• Requirement:
Print the full essay on the Beijing murder word for word, keeping all of its lines.

• Page text:
————————

Expat Life:

A Murder in Beijing Sparks
Soul-Searching on Security

Our little expat world has been rocked by a murder. An American “trailing spouse” of an energy company executive here in Beijing was killed in her home in the middle of the day. She lived in a nice housing compound just a few miles north of us. Because no one knows precisely what happened except that she was found in a pool of blood, rumors quickly began flying: Some said she was stabbed, others that she was clubbed to death.

This murder immediately became conversation topic A, with most expats simultaneously feeling an intense sadness for the victim and her family and a distinct chill at the possibility that maybe our little gated communities are not quite as secure as they seem. A similar crime would similarly terrify and obsess any upper-middle-class suburban community in America, but I think the unease here was more acute for a couple of reasons.

Most foreign residents of Beijing really don’t fear violent crime, in part because gun control is stringently enforced. You worry about the pollution, about driving on the crowded, crazy roads, about the lack of sanitary awareness and about contracting bird flu. But not about being robbed or having your kids abducted. One friend told me that whenever her family goes home to the U.S. in the summer, she has to remind her six-year-old to stay by her side in grocery stores or malls because the girl is so accustomed to running freely up and down the aisles.

The murder also forced many of us to really ponder the way we interact with locals. Anyone with a shred of sensitivity lives in one of Beijing’s many gated compounds harboring at least a tiny sense of guilt. You have to question just how much the locals resent your presence on what was farmland not too long ago. The income disparity is just too glaring to ignore. The young, fresh-off-the-farm guards at these complexes are generally paid less in a month than we spend on a couple of weekly trips to the grocery store. It doesn’t take a terribly overactive imagination to picture them accepting a payoff or running in the other direction if an angry mob ever descended on the place.

————————

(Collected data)
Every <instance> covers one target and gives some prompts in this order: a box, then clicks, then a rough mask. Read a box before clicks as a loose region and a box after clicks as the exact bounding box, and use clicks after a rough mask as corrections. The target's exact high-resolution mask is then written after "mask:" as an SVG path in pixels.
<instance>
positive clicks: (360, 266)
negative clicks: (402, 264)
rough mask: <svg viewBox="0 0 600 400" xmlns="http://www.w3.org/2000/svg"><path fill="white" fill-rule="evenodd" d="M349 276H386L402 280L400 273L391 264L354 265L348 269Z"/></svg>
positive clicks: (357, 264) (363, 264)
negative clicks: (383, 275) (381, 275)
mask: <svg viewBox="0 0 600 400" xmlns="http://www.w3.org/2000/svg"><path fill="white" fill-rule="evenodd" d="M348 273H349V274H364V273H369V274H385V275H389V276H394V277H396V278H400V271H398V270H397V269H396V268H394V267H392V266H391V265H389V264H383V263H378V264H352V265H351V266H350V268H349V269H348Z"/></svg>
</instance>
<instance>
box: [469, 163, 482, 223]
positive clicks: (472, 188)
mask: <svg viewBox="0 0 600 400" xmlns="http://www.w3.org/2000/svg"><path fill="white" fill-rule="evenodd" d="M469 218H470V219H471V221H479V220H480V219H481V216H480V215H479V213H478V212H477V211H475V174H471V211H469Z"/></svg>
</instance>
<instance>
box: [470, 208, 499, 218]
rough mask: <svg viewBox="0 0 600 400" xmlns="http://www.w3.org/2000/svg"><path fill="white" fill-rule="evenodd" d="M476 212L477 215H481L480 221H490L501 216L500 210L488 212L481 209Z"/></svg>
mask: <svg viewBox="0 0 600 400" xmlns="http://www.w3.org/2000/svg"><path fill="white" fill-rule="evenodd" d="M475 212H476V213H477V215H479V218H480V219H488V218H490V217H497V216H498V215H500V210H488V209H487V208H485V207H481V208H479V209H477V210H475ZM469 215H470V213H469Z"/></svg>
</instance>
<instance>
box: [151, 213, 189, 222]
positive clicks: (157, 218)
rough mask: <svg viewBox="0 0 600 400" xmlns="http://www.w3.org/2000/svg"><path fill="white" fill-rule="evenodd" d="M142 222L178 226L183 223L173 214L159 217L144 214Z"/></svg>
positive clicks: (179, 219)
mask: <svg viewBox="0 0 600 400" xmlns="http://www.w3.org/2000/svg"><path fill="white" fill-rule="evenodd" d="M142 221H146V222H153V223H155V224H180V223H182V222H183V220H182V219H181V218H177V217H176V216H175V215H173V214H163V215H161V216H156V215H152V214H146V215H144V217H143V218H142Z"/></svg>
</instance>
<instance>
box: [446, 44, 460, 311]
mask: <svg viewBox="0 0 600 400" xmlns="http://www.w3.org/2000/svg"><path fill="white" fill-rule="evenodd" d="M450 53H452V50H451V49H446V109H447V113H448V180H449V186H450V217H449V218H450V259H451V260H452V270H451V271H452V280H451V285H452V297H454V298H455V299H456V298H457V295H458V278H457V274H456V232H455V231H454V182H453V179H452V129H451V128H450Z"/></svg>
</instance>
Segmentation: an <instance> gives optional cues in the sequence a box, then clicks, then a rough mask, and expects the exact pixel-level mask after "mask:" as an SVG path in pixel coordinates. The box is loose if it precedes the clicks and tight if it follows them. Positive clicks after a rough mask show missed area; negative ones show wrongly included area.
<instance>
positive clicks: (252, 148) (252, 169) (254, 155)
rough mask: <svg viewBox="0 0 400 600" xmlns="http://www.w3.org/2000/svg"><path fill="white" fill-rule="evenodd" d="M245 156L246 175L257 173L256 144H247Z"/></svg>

————————

• Response box:
Expat Life:

A Murder in Beijing Sparks
Soul-Searching on Security

Our little expat world has been rocked by a murder. An American “trailing spouse” of an energy company executive here in Beijing was killed in her home in the middle of the day. She lived in a nice housing compound just a few miles north of us. Because no one knows precisely what happened except that she was found in a pool of blood, rumors quickly began flying: Some said she was stabbed, others that she was clubbed to death.

This murder immediately became conversation topic A, with most expats simultaneously feeling an intense sadness for the victim and her family and a distinct chill at the possibility that maybe our little gated communities are not quite as secure as they seem. A similar crime would similarly terrify and obsess any upper-middle-class suburban community in America, but I think the unease here was more acute for a couple of reasons.

Most foreign residents of Beijing really don’t fear violent crime, in part because gun control is stringently enforced. You worry about the pollution, about driving on the crowded, crazy roads, about the lack of sanitary awareness and about contracting bird flu. But not about being robbed or having your kids abducted. One friend told me that whenever her family goes home to the U.S. in the summer, she has to remind her six-year-old to stay by her side in grocery stores or malls because the girl is so accustomed to running freely up and down the aisles.

The murder also forced many of us to really ponder the way we interact with locals. Anyone with a shred of sensitivity lives in one of Beijing’s many gated compounds harboring at least a tiny sense of guilt. You have to question just how much the locals resent your presence on what was farmland not too long ago. The income disparity is just too glaring to ignore. The young, fresh-off-the-farm guards at these complexes are generally paid less in a month than we spend on a couple of weekly trips to the grocery store. It doesn’t take a terribly overactive imagination to picture them accepting a payoff or running in the other direction if an angry mob ever descended on the place.